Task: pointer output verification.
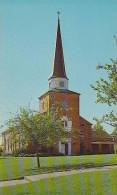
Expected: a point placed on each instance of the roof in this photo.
(59, 91)
(59, 65)
(101, 135)
(83, 120)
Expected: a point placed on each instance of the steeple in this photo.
(59, 65)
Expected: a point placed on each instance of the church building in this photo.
(69, 101)
(88, 141)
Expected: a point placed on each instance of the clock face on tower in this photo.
(64, 104)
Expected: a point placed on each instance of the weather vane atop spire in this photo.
(58, 12)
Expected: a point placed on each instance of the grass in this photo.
(18, 167)
(94, 183)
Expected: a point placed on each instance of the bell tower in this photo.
(58, 80)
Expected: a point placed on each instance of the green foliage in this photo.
(36, 128)
(106, 91)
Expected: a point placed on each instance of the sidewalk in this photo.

▬▬▬

(The exercise) Write out the listing above word for word, leaving out the pictures.

(Solution for this problem)
Task: pointer output verification.
Expected: a point placed on each instance of the roof in this photo.
(59, 91)
(59, 65)
(101, 135)
(83, 120)
Expected: a point placed on each instance of the steeple in this photo.
(59, 65)
Expected: a point placed on each instance of the church building in this photo.
(69, 101)
(88, 141)
Expected: a point placed on each instance of the clock face on tower in this photo.
(64, 104)
Expected: a point placed on each instance of the weather vane atop spire in this photo.
(58, 12)
Expected: a point placed on each instance of the grass in this photo.
(18, 167)
(94, 183)
Expected: a point placed on each instance of the bell tower in this photo.
(58, 80)
Expected: a point placed on each instance of the green foliage in this photo.
(36, 128)
(106, 91)
Expected: a point placed on each instance of the sidewalk in this photo.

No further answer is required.